We love vegetables. Especially spinach, swiss chard, escarole, and broccoli rabe…
My guy says he could be a vegetarian as long as he could have steak, roast beef
and pork roast.  Good for you that you saw the light! not that there is anything wrong with vegetarians.


----------



## Two Knots (Nov 12, 2011)

Bud9051 said:


> Onions mushrooms and lots of seasoning. In the oven at 350 until done. The hard part now is waiting.
> 
> Bud


Well Bud, how was it?


----------



## Old Thomas (Nov 28, 2019)

We get premade uncooked meatloaf that is in a foil pan at Wegman’s grocery store. It is a cold weather product, none available in the summer. Slather some chili sauce on top and pop it in the oven with a baking potato. Yum! I like meatloaf sandwiches, too, hot or cold.
Years ago when I worked construction outdoors in the NY winter, I used to make crock pot meatloaf. I made the meatloaf and put it in a a ball shape in the bottom of the crock pot. Then I put a few potatoes around it and turned it on in the morning. When I got home frozen, I had a hot tender meatloaf with meatloaf flavored potatoes. I should do it again.


----------



## Bud9051 (Nov 11, 2015)

Done in 50 minutes, faster than expected, and it is great. On second serving with half a baked potato (microwave). Held up on the beans don't think I will have room. Leftovers tomorrow.

Bud


----------



## turbo4 (Jan 30, 2021)

Two Knots said:


> Say no to fake meat!


Fake beef has more fat, more calories, and more sodium so how does this make it healthier then real beef.


----------



## J. V. (Jun 1, 2007)

• Listing:

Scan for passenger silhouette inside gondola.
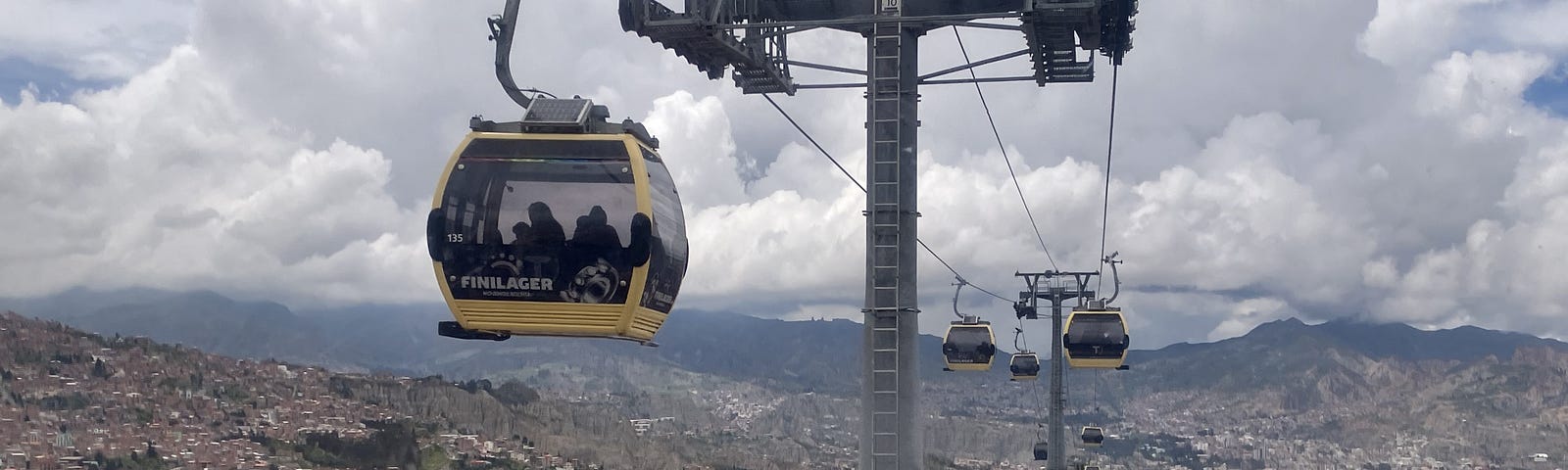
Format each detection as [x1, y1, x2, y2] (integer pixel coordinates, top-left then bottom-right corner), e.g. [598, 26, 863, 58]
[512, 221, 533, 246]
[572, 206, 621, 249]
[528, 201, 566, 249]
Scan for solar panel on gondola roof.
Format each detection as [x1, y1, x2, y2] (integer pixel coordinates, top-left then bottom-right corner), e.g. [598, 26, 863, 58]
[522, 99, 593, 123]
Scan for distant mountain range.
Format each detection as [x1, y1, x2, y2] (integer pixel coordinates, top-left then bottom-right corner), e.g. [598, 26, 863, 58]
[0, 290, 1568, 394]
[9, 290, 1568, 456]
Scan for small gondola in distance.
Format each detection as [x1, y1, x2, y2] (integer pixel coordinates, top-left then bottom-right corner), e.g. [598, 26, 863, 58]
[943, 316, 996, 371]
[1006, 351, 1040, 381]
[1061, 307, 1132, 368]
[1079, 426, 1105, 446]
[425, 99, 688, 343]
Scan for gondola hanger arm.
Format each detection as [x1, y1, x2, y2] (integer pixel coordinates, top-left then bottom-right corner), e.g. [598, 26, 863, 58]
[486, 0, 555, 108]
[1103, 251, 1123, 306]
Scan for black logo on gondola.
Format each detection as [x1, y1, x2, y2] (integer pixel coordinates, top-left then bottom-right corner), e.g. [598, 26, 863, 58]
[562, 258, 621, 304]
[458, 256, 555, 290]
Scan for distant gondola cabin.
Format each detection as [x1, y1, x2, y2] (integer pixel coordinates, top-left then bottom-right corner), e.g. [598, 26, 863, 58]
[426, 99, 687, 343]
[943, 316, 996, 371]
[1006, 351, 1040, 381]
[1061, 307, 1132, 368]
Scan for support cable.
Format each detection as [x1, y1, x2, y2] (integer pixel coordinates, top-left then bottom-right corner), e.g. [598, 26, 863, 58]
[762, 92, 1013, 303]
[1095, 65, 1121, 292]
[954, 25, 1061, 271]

---

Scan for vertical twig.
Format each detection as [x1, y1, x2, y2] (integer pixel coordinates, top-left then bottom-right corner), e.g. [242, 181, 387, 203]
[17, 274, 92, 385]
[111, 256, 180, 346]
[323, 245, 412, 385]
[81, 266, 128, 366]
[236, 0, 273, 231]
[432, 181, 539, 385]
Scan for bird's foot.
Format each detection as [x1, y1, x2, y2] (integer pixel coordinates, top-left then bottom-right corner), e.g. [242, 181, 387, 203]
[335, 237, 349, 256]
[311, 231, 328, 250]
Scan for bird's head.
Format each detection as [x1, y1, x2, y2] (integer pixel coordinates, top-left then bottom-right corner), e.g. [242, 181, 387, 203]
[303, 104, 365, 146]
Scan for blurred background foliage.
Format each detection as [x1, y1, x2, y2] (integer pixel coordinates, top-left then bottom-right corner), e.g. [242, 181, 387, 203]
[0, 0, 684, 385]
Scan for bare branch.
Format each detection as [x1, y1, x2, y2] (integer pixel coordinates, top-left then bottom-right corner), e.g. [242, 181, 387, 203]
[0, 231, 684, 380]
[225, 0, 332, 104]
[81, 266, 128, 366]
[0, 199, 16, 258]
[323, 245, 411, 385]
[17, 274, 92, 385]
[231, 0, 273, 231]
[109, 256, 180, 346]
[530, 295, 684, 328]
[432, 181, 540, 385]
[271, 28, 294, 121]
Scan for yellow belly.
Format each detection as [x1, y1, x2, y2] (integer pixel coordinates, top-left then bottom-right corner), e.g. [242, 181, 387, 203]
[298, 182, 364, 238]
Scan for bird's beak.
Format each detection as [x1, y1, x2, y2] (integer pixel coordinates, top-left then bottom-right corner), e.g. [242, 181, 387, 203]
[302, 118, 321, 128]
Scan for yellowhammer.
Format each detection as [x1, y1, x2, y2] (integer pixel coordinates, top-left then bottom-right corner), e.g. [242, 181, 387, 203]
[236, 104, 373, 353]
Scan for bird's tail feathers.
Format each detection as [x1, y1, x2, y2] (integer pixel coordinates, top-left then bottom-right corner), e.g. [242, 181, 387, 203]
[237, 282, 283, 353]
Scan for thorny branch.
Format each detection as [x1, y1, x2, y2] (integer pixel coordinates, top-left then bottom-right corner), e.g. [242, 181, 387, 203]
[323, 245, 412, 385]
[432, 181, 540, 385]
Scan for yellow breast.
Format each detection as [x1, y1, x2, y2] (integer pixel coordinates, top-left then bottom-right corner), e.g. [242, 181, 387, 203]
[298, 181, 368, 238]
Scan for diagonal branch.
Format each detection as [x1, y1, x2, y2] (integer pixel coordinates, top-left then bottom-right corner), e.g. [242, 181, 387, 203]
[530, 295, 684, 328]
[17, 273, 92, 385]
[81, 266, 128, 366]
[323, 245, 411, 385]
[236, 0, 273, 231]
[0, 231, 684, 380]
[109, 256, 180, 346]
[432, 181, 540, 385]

--

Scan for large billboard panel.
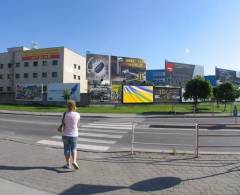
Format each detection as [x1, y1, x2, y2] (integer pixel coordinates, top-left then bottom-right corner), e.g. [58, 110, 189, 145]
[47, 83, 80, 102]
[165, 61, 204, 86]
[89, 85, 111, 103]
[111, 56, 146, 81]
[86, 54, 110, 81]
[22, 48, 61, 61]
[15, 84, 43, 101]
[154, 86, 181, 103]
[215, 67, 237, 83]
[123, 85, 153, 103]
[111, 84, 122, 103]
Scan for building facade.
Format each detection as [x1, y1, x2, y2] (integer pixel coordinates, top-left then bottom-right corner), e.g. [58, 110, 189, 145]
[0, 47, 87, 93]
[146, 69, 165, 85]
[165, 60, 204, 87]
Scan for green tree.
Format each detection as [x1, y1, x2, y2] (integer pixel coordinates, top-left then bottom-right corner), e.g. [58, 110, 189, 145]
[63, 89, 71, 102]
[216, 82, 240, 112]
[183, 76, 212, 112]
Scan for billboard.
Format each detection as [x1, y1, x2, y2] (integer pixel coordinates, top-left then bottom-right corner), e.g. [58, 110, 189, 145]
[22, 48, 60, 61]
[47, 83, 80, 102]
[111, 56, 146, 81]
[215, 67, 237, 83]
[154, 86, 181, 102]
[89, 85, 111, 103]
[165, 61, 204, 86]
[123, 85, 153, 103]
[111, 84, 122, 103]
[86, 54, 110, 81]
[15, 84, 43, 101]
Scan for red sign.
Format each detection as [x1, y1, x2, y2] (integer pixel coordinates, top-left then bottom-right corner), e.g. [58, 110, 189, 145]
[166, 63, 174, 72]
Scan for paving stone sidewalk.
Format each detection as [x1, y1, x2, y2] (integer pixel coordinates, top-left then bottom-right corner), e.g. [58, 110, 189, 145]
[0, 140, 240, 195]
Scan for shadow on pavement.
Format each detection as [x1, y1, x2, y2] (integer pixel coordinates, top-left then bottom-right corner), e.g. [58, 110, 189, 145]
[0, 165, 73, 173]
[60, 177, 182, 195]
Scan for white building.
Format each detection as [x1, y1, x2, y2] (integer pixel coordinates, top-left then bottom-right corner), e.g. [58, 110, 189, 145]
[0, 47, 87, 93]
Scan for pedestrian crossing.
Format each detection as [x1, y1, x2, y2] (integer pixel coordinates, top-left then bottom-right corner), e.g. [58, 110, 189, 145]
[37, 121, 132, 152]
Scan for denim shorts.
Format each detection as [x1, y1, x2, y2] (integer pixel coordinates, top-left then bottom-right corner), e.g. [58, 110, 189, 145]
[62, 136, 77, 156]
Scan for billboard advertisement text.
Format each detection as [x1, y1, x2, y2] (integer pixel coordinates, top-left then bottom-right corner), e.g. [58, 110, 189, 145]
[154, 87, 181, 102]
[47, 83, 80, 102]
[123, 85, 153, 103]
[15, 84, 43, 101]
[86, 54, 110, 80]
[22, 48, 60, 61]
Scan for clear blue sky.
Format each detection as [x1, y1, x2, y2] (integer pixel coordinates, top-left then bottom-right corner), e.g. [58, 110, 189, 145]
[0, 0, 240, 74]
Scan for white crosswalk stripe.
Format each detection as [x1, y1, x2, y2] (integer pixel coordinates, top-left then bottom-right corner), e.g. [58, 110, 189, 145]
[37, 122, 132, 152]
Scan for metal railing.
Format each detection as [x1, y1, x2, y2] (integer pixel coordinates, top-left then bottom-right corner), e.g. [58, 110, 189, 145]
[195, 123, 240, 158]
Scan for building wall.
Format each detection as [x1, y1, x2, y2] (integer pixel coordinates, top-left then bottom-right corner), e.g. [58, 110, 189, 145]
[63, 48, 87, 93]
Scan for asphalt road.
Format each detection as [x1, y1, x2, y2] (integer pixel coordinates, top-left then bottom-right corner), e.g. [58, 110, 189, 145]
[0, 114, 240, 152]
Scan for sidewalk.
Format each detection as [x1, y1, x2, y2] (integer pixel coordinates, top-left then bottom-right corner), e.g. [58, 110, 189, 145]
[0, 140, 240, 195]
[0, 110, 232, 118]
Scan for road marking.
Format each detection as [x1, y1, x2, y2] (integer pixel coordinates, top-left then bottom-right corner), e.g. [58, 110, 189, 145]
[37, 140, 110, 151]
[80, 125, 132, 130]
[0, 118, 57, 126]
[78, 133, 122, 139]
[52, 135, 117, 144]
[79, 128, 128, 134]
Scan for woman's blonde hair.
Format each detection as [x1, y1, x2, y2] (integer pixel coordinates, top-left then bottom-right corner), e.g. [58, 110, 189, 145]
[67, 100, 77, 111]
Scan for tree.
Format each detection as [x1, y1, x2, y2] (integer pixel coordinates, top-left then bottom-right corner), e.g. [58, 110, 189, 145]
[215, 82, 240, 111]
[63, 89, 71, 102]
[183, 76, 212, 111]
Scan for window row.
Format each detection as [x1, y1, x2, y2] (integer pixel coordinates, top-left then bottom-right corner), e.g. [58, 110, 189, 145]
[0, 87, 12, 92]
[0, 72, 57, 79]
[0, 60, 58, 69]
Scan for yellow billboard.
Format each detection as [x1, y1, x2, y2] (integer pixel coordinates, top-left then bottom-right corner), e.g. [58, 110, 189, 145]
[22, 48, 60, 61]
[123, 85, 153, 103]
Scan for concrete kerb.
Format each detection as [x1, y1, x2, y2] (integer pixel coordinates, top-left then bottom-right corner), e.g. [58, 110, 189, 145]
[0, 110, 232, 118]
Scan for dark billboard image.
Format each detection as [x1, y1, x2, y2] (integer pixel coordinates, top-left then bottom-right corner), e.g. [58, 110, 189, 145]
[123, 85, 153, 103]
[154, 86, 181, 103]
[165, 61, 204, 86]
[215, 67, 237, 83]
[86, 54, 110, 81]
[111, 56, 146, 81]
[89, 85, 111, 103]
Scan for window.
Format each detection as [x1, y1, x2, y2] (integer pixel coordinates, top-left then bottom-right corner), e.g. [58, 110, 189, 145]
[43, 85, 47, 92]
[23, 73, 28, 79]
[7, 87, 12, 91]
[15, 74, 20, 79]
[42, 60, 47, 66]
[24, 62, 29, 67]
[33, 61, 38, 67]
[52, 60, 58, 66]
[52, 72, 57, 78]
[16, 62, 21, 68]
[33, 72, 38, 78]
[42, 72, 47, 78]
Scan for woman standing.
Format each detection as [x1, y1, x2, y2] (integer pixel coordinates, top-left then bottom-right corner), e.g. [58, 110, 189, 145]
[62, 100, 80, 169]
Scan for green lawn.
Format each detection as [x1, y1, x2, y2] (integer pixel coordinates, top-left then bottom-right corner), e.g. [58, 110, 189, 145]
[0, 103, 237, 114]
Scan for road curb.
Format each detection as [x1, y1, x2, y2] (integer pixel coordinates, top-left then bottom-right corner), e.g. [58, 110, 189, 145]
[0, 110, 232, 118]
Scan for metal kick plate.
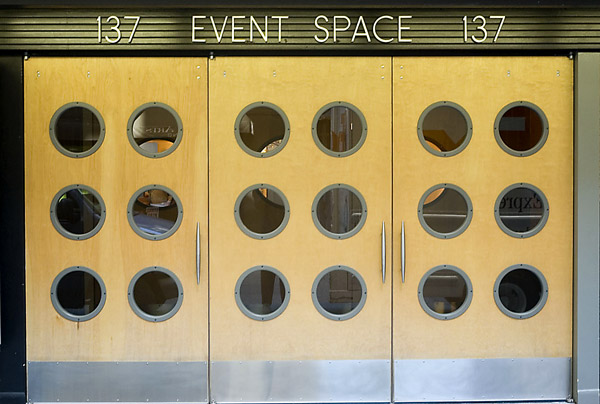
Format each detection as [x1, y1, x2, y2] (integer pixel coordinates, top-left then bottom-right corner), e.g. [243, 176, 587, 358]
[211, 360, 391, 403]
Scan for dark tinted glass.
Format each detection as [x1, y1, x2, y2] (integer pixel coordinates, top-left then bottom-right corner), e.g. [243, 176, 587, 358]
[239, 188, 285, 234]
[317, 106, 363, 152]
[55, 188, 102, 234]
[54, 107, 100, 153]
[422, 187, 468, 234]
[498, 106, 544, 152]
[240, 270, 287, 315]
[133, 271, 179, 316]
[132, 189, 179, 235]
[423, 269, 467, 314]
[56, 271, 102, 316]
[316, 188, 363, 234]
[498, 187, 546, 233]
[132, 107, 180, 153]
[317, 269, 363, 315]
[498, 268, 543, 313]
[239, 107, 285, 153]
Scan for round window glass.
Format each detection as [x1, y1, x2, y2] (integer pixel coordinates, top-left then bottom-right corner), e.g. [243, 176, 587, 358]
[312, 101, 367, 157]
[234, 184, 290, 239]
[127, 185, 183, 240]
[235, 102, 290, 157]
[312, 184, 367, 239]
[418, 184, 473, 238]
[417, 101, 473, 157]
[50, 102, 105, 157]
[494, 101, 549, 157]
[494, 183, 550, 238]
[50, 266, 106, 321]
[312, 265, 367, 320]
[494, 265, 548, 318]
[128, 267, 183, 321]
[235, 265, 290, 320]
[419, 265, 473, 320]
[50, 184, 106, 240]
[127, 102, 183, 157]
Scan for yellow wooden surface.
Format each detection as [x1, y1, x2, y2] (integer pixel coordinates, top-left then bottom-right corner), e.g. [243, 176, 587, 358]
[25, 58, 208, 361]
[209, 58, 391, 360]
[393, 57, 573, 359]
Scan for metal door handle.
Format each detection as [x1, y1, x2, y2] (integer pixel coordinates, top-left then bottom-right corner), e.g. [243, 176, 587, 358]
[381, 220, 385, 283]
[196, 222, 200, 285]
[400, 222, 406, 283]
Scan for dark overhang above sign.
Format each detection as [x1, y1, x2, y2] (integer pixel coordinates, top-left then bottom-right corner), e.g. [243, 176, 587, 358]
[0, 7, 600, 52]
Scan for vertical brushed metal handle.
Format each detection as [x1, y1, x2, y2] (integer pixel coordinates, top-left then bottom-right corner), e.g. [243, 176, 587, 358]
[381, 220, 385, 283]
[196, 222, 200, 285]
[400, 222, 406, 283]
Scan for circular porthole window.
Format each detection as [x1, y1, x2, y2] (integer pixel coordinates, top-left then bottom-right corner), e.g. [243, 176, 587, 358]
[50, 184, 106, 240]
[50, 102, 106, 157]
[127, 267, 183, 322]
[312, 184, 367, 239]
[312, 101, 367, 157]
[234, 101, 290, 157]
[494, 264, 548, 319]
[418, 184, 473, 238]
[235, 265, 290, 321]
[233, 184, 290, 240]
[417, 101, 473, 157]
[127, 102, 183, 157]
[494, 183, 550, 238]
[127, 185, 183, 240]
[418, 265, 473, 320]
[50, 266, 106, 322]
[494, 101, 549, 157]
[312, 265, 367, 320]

• Problems:
[1] Lay out as a JSON list of strings, one string per line, the part of the rows that opens with the line containing "Scan for passenger silhouette inside gondola." and closes with the line containing "[522, 99, 593, 123]". Leave out blank lines and the picture.
[2] Proceed with the meatloaf forum thread from the point where it stops.
These rows are unrelated to the meatloaf forum thread.

• Exercise responses:
[1]
[
  "Scan for passenger silhouette inside gondola.",
  "Format each detection as [x1, y1, x2, y2] (integer pixel coordinates, top-left then bottom-right corner), e.g. [598, 26, 863, 58]",
  "[512, 221, 533, 246]",
  "[572, 206, 621, 249]",
  "[528, 201, 566, 249]",
  "Scan for solar panel on gondola roof.",
  "Format each detection as [x1, y1, x2, y2] (integer pixel coordinates, top-left then bottom-right corner), e.g. [598, 26, 863, 58]",
  "[522, 99, 593, 123]"
]

[2]
What kinds of meat did you use Knot?
I like to use beef, veal and pork in even amounts. I cannot always find ground veal though. I noticed my store has a veal, pork and beef meatloaf mix in the meat dept.
I miss those days where you got all three separated in one pack. I never see that anymore. 
I have pork and beef. Maybe a meatloaf is in my immediate future.


----------



## Two Knots (Nov 12, 2011)

I only use ground beef 80/20…I never put pork in my meatloaf because I cook it medium rare… I put it in my wolfgang puck steam oven for only 30 minutes at 400*…it come medium rare and moist with the outside crunchy…I do put pork in my ground beef for meatballs though, usually 50/50…


----------



## Bud9051 (Nov 11, 2015)

I'm not sure what my local store is doing but occasionally I buy 80/20 and get something closer to 93 and this meat loaf was like 93. Cooked it on a flat grilling plate that allows grease to drain and got almost zero below the pan. In past I have used a bread pan and ended up with my meatloaf swimming in grease, thus the switch to the flat approach.
I did snap a picture if I can figure out how to post it. Old computer and old brain makes it a challenge.
Bud


----------



## J. V. (Jun 1, 2007)

I cook pork tenderloin to medium rare (pink). I cook pork chops to medium rare as well. I tend to cook meatloaf to well.
Never made it any less done than medium.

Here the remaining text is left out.